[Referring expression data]
..........

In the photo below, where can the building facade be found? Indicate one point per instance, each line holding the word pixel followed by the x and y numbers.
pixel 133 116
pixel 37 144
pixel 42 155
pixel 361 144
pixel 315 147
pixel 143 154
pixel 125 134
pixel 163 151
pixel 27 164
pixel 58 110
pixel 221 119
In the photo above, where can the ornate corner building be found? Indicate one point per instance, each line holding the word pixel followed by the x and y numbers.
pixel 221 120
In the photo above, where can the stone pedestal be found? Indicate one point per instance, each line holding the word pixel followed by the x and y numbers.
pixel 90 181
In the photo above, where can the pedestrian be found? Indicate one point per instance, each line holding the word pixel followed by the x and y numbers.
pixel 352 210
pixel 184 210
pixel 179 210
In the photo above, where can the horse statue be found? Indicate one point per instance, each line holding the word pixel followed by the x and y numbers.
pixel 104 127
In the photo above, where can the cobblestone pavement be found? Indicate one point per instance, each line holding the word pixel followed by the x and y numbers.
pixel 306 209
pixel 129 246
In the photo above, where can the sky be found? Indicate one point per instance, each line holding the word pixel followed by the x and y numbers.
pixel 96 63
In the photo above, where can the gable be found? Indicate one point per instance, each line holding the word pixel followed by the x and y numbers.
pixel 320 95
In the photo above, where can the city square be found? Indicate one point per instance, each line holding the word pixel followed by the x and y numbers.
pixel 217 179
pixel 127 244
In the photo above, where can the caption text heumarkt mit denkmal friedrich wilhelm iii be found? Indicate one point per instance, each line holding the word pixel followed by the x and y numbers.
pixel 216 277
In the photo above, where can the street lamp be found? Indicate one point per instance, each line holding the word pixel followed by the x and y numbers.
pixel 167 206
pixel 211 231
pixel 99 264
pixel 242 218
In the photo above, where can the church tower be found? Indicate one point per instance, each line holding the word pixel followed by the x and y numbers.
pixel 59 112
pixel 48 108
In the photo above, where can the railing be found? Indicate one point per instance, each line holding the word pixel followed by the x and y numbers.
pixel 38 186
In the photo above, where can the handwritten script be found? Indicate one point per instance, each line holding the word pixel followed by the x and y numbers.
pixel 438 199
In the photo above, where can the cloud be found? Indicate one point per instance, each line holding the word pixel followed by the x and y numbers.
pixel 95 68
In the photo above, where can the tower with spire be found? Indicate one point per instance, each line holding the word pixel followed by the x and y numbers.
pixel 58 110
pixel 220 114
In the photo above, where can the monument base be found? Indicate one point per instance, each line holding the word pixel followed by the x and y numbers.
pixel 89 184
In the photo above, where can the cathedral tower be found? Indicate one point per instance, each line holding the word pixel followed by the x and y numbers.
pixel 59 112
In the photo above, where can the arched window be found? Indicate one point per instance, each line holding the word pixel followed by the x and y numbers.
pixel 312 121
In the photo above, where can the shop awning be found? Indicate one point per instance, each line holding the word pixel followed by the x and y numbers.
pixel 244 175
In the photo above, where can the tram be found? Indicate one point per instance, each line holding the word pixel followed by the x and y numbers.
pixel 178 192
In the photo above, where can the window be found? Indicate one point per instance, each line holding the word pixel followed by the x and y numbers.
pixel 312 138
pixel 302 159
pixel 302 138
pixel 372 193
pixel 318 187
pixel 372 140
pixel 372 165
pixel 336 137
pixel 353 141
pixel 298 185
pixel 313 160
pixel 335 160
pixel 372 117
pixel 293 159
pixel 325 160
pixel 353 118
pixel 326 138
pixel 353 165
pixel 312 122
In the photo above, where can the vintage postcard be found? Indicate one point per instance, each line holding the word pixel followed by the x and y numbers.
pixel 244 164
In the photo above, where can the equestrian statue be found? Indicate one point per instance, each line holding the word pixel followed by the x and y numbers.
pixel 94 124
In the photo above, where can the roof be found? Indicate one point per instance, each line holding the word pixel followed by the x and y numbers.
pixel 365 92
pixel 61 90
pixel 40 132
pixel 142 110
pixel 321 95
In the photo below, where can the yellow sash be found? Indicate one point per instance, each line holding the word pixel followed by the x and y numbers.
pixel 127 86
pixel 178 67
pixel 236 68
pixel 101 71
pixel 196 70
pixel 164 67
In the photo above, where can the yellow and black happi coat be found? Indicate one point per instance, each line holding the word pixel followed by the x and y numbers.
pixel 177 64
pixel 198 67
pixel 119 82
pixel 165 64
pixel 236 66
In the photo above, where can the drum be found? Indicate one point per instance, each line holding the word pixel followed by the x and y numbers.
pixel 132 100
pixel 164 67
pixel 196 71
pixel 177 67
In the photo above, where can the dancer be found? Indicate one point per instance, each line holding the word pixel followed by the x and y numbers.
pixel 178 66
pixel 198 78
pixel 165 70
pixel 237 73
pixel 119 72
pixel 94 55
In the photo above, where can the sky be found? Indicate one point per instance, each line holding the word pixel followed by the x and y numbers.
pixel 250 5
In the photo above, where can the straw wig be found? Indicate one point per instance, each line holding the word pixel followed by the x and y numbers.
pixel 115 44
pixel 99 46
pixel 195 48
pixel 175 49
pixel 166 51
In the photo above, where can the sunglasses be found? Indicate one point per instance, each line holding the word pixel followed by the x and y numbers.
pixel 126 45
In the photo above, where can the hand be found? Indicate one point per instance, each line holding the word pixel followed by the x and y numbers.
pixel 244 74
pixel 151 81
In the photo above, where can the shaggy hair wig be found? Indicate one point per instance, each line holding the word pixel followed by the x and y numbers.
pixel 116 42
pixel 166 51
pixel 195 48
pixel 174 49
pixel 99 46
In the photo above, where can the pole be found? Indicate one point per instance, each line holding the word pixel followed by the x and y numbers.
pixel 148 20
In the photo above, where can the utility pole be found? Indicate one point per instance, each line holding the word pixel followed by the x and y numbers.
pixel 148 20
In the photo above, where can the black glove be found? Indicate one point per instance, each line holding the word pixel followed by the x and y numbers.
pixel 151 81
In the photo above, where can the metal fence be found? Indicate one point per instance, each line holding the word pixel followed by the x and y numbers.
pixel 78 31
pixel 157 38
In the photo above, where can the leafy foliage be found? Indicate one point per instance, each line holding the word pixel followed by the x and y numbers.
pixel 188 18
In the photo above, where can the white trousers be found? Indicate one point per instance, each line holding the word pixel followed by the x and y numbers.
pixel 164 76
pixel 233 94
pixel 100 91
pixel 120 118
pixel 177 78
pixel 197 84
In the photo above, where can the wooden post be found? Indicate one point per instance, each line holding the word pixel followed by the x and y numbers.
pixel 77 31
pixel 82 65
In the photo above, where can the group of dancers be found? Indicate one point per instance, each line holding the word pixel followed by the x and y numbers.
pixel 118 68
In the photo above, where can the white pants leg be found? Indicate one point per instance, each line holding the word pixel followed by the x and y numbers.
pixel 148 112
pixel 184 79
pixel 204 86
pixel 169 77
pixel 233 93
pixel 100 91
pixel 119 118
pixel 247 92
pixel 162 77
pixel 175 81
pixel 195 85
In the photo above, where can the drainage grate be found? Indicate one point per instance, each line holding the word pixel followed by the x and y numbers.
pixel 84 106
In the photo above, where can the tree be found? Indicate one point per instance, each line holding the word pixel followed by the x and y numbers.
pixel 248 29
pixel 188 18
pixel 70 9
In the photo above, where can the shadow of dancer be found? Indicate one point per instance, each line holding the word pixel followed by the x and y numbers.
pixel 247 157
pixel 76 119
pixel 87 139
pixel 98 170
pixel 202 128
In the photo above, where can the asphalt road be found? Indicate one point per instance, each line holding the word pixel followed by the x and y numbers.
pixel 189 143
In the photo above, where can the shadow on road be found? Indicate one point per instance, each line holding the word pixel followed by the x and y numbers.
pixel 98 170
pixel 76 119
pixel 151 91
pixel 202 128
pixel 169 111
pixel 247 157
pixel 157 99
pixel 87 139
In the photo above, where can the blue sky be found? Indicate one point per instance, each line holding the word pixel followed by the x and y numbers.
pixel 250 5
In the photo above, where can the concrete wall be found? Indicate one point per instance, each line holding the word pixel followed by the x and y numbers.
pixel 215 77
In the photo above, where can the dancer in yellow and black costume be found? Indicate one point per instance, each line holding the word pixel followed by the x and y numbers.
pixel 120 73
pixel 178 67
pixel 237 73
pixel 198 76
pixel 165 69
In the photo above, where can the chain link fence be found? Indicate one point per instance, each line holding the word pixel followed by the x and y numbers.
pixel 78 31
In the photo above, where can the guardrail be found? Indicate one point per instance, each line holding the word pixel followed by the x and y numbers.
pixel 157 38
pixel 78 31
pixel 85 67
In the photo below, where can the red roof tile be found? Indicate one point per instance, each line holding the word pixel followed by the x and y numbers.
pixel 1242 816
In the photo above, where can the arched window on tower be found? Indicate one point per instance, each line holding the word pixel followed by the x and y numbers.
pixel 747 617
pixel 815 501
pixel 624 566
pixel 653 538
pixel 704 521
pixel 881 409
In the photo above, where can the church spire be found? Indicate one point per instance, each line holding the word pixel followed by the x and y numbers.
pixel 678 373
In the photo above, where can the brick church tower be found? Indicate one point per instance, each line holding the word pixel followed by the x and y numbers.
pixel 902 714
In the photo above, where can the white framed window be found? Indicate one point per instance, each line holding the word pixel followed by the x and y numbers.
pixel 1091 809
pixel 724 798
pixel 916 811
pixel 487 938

..........

Problem requirements:
From the line containing "In the photo above, where can the dancer in" through the last line of the records above, reproduce every line exactly.

Solution:
In the photo above, where can the dancer in yellow and black costume be found? Indicate one point per instance, each line holding the word pixel followed by the x and y numbers.
pixel 120 73
pixel 178 67
pixel 237 73
pixel 198 76
pixel 165 69
In the photo above, where can the chain link fence be found? Indicate one point per instance, each line holding the word pixel followed by the x and y numbers.
pixel 78 31
In the photo above, where can the guardrail be found? Indicate one point per instance, each line holding the word pixel followed by the x and y numbers.
pixel 157 38
pixel 78 31
pixel 85 67
In the photo below, where can the red roof tile be found? Indicate one point per instance, each line holding the word pixel followed by the x and y numbers.
pixel 1242 816
In the photo above, where can the arched window on tower be found? Indicate one point per instance, each line holding the word pixel followed by the x and y numbers.
pixel 747 617
pixel 815 501
pixel 624 566
pixel 653 538
pixel 704 521
pixel 881 409
In the photo above, where can the church spire be found? Indicate one point per instance, each line holding the word pixel followed by the x and y numbers.
pixel 678 373
In the photo above, where can the brick church tower be found? Indicate one point per instance, each line holding the word pixel followed by the x and y numbers.
pixel 902 714
In the photo above, where can the white framed window be found? Indicate one point per instance, each line holding the word pixel followed by the x and y numbers.
pixel 1091 809
pixel 724 798
pixel 916 811
pixel 487 938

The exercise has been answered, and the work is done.